» Problem details
Print the line that contains "Wildlife camera triggered — scan the photo above for blonde" and every line after it through the last line of the records below, exactly as written and nothing else.

* * *

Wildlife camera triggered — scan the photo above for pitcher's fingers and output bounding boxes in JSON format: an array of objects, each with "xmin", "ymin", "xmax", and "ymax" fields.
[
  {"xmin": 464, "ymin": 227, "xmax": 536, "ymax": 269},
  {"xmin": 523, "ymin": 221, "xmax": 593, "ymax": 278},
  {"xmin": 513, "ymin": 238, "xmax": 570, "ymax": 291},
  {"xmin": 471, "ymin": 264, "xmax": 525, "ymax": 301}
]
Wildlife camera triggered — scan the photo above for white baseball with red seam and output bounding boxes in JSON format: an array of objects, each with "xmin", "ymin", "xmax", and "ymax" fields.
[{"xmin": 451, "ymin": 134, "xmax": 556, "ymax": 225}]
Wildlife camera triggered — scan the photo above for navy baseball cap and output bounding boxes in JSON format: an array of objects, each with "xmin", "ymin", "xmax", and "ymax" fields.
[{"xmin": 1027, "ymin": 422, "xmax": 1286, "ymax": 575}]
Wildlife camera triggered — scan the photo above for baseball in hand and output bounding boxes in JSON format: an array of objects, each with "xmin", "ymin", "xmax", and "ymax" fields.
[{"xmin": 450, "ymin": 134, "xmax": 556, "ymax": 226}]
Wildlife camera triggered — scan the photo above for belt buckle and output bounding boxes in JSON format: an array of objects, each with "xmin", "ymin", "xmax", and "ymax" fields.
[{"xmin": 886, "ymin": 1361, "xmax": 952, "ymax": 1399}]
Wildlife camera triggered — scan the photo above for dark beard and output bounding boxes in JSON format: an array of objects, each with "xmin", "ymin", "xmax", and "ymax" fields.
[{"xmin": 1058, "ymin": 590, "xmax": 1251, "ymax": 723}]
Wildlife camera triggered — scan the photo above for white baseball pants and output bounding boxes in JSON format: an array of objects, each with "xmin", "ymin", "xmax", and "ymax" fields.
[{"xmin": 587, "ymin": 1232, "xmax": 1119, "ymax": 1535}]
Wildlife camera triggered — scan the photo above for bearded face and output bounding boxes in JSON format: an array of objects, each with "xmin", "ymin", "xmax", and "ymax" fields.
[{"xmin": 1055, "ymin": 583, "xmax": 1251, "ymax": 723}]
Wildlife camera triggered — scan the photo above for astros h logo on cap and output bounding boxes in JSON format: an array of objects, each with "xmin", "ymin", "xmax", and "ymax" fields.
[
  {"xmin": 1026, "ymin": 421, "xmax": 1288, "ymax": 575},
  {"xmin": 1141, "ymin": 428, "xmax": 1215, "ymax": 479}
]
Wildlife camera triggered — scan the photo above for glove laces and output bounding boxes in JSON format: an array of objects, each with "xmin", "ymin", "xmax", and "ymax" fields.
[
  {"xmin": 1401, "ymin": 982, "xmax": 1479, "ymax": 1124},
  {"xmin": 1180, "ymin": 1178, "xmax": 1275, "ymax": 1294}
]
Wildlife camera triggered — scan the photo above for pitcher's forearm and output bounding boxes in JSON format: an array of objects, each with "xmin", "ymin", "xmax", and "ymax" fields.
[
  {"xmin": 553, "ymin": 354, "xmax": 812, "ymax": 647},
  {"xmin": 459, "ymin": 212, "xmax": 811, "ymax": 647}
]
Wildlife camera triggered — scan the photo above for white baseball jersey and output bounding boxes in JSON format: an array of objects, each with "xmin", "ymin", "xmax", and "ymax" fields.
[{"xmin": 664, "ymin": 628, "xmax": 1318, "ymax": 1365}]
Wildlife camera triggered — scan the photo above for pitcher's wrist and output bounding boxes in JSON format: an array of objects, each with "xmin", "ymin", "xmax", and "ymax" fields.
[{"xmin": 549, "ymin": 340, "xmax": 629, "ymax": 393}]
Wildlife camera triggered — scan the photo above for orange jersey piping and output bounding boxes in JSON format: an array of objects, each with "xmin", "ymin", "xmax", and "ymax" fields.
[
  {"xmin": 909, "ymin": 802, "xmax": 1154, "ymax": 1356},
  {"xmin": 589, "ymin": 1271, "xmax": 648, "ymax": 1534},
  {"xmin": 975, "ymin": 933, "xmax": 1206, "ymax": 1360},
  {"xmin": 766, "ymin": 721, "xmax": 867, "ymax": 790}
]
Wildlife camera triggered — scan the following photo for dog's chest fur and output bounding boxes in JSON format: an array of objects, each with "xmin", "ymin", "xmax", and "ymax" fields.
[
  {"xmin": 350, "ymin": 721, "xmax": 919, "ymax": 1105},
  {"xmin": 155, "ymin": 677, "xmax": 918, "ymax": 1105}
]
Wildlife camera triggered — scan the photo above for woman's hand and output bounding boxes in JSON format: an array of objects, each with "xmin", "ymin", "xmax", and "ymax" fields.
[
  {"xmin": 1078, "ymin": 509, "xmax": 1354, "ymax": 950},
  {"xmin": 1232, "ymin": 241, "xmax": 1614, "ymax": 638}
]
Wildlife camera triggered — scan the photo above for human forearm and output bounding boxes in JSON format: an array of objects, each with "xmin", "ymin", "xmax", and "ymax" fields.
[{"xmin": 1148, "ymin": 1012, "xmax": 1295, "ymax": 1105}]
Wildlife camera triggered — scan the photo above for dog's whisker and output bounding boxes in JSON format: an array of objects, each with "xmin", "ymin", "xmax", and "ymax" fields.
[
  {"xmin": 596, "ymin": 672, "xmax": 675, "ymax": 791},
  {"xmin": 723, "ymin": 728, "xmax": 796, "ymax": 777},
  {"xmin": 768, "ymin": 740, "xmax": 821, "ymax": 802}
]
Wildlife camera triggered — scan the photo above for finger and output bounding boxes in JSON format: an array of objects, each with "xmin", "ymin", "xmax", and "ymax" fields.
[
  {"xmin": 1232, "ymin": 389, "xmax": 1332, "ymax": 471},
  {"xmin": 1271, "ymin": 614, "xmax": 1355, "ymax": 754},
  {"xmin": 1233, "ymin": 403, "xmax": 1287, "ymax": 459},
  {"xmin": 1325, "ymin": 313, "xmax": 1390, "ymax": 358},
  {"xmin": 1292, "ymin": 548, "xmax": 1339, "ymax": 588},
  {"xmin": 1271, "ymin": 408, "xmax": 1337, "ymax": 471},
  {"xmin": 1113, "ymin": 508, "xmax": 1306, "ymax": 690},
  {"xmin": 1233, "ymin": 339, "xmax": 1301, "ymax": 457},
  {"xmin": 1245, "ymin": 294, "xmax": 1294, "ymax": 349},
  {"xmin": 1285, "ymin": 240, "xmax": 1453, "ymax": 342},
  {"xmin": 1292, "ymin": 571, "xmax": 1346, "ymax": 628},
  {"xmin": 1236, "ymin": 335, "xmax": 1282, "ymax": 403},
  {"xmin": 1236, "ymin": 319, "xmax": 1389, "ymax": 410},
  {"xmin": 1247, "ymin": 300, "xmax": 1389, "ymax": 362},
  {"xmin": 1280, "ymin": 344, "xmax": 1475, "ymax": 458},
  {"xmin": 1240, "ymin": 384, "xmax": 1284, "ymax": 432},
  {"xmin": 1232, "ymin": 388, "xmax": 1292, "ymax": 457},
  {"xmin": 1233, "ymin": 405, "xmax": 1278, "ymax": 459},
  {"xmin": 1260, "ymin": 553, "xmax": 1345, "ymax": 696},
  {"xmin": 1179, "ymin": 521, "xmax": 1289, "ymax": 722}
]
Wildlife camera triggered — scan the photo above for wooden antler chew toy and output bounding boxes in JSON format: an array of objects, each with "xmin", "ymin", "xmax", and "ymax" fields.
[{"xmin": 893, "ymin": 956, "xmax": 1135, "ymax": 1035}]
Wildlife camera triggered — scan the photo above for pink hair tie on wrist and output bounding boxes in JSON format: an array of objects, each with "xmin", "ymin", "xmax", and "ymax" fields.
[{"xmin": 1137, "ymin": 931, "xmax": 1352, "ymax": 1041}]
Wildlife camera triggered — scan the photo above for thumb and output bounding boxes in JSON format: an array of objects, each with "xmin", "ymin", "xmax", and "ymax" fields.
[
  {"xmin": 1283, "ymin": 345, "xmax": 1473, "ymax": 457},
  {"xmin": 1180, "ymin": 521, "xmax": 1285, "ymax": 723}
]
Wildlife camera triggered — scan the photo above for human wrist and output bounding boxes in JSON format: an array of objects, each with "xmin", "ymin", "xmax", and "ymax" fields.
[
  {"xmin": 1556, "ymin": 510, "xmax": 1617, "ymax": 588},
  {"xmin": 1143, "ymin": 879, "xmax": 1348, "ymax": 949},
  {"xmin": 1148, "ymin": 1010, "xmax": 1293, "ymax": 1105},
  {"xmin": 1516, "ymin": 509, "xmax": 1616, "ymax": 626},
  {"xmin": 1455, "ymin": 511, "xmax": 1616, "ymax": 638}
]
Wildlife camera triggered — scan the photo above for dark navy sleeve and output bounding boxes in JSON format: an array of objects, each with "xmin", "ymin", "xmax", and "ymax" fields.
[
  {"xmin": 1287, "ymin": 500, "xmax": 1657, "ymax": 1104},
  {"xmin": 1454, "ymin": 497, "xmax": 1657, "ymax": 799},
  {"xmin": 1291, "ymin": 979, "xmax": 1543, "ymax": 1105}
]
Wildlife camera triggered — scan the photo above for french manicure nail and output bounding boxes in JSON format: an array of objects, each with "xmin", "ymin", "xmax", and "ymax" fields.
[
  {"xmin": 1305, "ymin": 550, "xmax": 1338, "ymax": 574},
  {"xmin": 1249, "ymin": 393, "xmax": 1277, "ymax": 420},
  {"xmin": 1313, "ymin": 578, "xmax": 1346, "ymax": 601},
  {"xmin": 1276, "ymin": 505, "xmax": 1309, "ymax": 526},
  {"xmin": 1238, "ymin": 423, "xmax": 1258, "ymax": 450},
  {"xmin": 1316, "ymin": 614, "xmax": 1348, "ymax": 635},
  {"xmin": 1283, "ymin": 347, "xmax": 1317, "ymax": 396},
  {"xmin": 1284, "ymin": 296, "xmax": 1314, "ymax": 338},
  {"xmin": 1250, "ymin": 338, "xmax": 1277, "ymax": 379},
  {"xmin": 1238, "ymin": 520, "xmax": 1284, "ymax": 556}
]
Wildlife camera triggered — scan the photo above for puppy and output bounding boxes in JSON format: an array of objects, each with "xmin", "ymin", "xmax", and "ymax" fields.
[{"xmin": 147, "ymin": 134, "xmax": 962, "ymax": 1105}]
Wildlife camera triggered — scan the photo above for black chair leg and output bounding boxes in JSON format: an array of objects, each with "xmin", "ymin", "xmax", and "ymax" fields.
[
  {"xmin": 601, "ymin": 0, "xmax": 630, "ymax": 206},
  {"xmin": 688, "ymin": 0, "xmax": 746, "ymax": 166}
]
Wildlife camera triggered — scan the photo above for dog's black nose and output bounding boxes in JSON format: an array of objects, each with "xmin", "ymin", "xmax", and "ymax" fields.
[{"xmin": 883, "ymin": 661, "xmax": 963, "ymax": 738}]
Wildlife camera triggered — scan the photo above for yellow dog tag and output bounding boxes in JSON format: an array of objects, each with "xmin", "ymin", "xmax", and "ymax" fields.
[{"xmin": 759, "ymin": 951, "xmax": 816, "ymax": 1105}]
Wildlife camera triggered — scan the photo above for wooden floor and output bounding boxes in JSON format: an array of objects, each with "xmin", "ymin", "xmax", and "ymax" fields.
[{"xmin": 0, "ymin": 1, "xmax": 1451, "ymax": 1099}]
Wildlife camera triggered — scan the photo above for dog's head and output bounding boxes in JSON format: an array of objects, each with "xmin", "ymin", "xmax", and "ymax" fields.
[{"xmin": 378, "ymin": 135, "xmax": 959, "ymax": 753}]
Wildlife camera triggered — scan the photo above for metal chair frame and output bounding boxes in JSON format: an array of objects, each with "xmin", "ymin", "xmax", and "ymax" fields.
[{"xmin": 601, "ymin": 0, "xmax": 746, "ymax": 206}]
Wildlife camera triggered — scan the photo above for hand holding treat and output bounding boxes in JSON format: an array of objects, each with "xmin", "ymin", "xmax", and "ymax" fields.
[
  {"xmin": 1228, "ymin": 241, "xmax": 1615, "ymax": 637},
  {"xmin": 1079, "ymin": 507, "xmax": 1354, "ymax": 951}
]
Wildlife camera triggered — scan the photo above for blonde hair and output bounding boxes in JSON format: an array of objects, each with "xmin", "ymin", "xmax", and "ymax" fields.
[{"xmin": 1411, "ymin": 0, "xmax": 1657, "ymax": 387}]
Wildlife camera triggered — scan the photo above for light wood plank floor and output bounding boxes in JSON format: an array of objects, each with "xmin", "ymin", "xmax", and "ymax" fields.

* * *

» Output
Wildlife camera triggered — scan the photo above for blonde hair and output bounding boxes in JSON format: an array of objects, each with "xmin", "ymin", "xmax", and "ymax" fields.
[{"xmin": 1411, "ymin": 0, "xmax": 1657, "ymax": 387}]
Wildlife camera triggered — scan the photo above for light wood plank floor and output bounding boxes in JSON format: an array of objects, each with "xmin", "ymin", "xmax", and "ymax" fields.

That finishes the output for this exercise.